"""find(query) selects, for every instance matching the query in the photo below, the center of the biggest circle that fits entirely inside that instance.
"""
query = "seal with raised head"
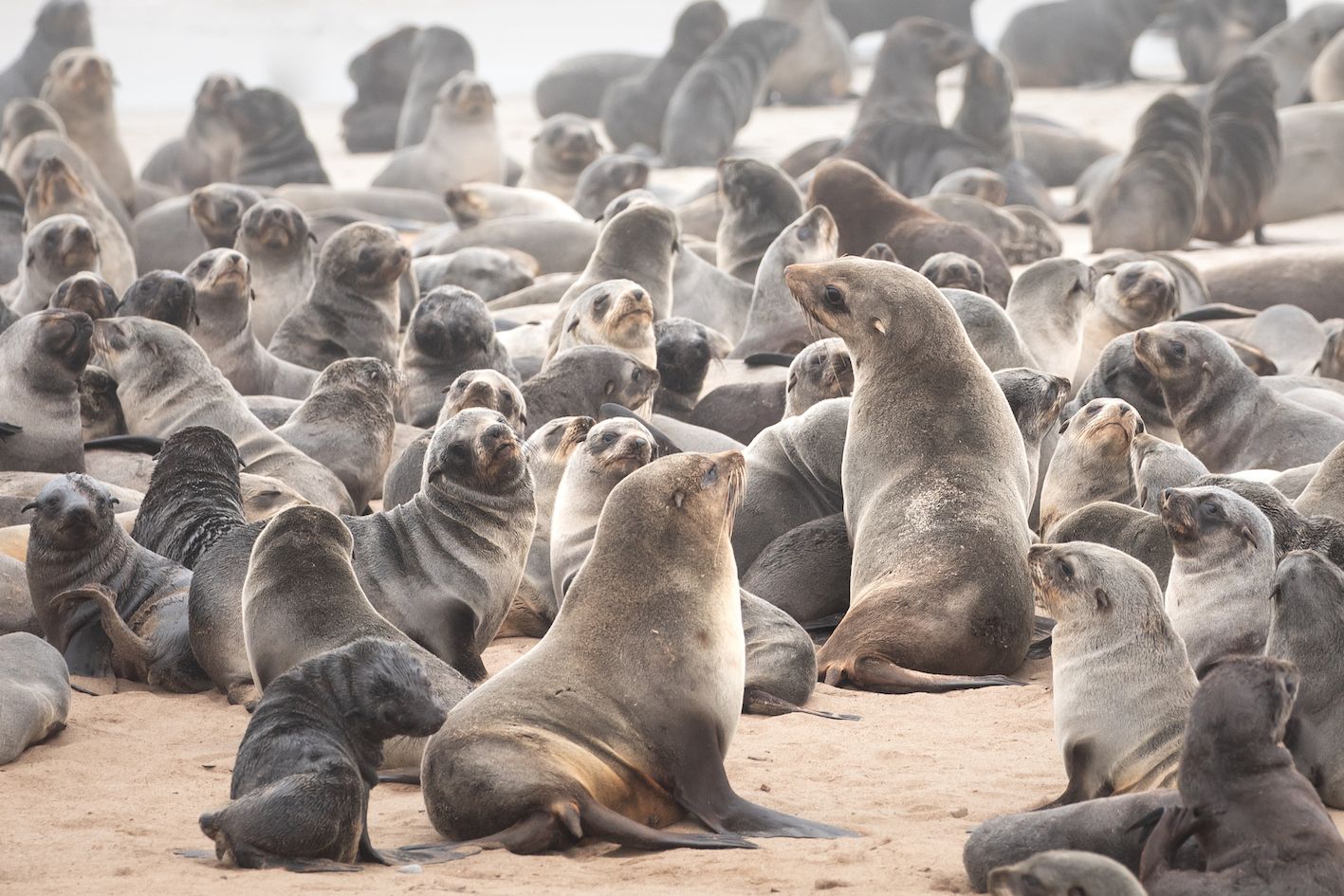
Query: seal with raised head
(714, 101)
(973, 626)
(1222, 571)
(1121, 680)
(634, 108)
(354, 309)
(311, 755)
(634, 764)
(222, 281)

------------------------------------------------

→ Request:
Repeat everything in the records precisely. Images are excluded from the copy.

→ Final answer:
"""find(query) selects, for every instance matching the query in the photo below, the center of the biggest circle that fits entirely inside that instance.
"""
query = "seal with raised head"
Query: seal with raised head
(714, 101)
(973, 626)
(1222, 571)
(1121, 680)
(634, 108)
(354, 309)
(311, 755)
(634, 764)
(222, 281)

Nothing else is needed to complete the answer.